*The request:* Extend the association rules below, starting after the final sentence shown and keeping the same numbered-clause style.

18. Retirement of Officers by rotation
- At every Annual General Meeting the following officers shall retire from office:
I. Any officer who held office at the time of the previous Annual General Meeting and who was not elected at that meeting; and
II. Any officer who has been appointed by the Executive Board since the last Annual General Meeting - Any officer who retires at an Annual General Meeting may offer themselves for re-election by the Members, if nominated in accordance with clause 10(c).
19. Control, Investment and Disbursement of Funds
All monies received by the Association shall be banked in such a banking institution as the Association decided upon. Such banking accounts shall be operated upon the authority and signature of such officers as are appointed by the Association.
20. Financial Year
The end of the financial year shall be 31 March.
21. Common Seal
The Secretary shall be the custodian of the common seal which shall be affixed by him/her only upon the authority of the Executive Board to such documents as are signed by an Executive Board member and the Secretary or in such other manner as the Executive Board may decide. A schedule of all documents to which the seal has been affixed shall be tabled at the subsequent Annual General Meeting.
21. Alteration of Rules
- These rules may be altered, added to, rescinded or otherwise varied or amended by a resolution passed by a two thirds majority of those present at a general meeting of which 28 days notice has been given.
- Every such notice shall set forth the purpose of the proposed alteration, addition, rescission, variation or amendment.
- No alteration, addition or rescission of the rules shall be made if it would have the effect of denying the Association the income tax exemption provided to a non-profit body pursuant to Section 61(34) of the Income Tax Act 1976, its amendments or successor legislation.

*Supplied data:*

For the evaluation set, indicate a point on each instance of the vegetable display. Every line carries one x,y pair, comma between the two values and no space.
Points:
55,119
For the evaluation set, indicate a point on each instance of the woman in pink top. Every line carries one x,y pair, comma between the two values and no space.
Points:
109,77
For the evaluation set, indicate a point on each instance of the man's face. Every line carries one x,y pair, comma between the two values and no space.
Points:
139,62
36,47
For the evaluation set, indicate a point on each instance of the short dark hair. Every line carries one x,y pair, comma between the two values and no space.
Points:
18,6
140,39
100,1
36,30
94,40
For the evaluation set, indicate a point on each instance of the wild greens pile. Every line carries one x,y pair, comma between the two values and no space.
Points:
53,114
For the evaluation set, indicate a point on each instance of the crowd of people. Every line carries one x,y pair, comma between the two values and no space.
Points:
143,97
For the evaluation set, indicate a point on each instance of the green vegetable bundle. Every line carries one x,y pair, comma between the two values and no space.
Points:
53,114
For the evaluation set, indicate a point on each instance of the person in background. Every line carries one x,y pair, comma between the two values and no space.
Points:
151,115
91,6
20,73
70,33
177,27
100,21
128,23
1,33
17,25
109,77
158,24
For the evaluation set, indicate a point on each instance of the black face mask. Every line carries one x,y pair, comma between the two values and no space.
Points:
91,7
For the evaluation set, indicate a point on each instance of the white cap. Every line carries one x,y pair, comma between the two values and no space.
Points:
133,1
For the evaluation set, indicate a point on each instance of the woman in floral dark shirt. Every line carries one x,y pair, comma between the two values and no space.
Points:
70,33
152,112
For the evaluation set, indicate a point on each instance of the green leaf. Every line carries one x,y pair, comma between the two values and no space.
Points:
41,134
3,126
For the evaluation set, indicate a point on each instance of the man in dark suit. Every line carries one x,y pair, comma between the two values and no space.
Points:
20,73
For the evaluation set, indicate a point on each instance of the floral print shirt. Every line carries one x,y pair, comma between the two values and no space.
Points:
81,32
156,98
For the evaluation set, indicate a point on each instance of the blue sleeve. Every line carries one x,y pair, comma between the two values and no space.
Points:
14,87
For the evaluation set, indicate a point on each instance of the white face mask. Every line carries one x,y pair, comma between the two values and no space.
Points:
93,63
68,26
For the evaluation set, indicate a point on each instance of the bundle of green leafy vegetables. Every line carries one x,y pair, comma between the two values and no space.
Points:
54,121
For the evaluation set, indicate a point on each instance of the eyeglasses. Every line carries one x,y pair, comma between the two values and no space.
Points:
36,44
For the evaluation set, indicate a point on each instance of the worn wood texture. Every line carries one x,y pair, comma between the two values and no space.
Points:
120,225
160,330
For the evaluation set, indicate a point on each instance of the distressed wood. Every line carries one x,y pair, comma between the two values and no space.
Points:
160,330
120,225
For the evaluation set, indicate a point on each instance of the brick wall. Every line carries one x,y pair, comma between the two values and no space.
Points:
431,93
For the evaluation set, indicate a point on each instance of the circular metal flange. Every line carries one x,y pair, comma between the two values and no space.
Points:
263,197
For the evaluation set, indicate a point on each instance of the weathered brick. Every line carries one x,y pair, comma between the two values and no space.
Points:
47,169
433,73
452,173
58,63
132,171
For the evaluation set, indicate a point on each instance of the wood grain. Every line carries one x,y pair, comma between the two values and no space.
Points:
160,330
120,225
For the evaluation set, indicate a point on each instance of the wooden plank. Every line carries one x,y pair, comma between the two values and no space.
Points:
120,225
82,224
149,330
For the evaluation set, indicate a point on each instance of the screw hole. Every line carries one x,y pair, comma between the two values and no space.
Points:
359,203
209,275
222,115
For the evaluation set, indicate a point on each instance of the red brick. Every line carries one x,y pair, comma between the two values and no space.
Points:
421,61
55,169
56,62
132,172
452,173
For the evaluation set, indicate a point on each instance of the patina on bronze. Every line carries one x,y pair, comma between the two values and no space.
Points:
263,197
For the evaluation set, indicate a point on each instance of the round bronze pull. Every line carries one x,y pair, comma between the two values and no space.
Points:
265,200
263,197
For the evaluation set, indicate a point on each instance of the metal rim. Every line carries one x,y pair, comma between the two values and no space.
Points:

*Response to the task:*
23. Winding Up
- The Association may go into liquidation if, at a general meeting of the Association the members pass by simple majority a resolution to do so, provided that this winding up resolution is confirmed at a subsequent general meeting called for the purpose and as required by section 24 of the Incorporated Societies Act 1908.
- In the event of the Association going into liquidation under section 24 of the Incorporated Societies Amendment Act 1908, the surplus assets and payment of the Association’s liabilities and the expenses of the liquidation shall not be divided amongst the members. At a general meeting of which notice has been given specifying the nature of the business to be transacted, a majority of three-fourths of the members present at the meeting may resolve to transfer such surplus assets to a society having similar objective to that of the Association.
24. Distributions
No member of the Association shall receive any distribution, whether by way of money, property, or otherwise, other than as a reasonable reimbursement for services rendered or money lent to the Association.
24. Interpretation
If at any time matter shall arise which is not provided for in these rules or in the interpretation of these rules, the same shall be determined where appropriate by the Executive Board whose decision shall be final.